-- begin --
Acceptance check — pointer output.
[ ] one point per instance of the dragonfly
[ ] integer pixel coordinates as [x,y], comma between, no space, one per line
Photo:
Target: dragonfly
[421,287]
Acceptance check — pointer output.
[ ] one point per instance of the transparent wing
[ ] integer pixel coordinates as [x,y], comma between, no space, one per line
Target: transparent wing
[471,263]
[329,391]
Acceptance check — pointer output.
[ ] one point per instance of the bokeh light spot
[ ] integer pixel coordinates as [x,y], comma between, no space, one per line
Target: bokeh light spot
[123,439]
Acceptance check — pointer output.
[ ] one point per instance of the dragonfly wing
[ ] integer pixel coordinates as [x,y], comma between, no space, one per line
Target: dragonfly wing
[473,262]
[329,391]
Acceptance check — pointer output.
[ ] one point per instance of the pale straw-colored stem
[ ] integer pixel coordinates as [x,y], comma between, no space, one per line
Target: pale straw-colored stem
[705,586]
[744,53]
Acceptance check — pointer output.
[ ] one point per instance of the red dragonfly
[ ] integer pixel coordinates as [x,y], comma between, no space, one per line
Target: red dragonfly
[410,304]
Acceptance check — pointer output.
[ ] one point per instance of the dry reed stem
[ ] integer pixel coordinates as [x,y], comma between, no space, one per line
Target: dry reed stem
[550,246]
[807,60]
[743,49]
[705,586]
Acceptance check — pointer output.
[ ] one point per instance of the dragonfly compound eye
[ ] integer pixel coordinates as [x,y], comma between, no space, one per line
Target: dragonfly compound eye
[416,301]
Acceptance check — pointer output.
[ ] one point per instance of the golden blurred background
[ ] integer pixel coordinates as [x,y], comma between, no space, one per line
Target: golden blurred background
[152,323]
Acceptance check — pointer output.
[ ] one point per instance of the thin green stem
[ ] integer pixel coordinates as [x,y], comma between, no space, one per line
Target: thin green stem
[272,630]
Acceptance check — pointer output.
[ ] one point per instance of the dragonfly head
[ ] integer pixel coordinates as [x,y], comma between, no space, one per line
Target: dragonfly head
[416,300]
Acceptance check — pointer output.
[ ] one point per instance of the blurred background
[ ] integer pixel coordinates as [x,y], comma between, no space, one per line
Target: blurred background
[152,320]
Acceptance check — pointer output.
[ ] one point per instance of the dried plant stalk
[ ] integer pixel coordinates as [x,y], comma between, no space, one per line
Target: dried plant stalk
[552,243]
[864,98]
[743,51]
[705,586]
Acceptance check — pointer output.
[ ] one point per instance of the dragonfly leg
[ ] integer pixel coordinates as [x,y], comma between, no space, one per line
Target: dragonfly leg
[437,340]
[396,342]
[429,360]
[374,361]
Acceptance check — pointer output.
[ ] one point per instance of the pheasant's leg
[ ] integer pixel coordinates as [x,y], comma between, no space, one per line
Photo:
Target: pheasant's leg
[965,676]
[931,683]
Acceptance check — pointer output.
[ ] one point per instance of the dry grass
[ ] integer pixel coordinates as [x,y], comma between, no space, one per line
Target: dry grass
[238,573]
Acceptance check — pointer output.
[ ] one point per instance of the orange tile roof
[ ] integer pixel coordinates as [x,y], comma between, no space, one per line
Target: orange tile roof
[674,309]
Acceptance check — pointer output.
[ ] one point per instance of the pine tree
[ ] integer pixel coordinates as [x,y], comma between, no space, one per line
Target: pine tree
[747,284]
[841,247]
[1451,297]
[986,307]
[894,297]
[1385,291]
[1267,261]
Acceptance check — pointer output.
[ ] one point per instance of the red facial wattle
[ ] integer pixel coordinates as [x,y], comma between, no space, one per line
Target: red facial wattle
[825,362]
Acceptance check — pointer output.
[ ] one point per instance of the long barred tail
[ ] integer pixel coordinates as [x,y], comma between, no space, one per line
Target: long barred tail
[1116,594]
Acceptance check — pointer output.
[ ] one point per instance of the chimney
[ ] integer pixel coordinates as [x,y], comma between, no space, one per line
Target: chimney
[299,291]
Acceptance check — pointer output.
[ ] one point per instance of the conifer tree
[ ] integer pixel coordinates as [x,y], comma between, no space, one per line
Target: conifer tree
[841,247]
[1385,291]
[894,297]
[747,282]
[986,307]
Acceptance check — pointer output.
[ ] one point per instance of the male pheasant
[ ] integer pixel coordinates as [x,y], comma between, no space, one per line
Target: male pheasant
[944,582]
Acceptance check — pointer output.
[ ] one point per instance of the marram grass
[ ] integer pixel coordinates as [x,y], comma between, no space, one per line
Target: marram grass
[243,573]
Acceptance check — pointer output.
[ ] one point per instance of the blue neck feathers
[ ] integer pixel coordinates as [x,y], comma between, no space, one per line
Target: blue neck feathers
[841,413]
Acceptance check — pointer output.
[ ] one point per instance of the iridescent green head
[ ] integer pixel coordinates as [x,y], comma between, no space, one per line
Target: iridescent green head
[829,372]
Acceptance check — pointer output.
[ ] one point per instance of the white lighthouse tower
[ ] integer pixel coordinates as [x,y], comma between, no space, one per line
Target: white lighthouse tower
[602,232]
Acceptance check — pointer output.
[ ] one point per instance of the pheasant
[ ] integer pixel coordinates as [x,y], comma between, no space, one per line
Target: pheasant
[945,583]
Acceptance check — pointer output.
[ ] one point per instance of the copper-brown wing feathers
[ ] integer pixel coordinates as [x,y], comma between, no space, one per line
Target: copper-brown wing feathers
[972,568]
-- end --
Problem description →
Pull out every line of the items above that contains the word "roof", treating case as significant.

Written solution →
[ ] one point per instance of the orange tile roof
Target: orange tile roof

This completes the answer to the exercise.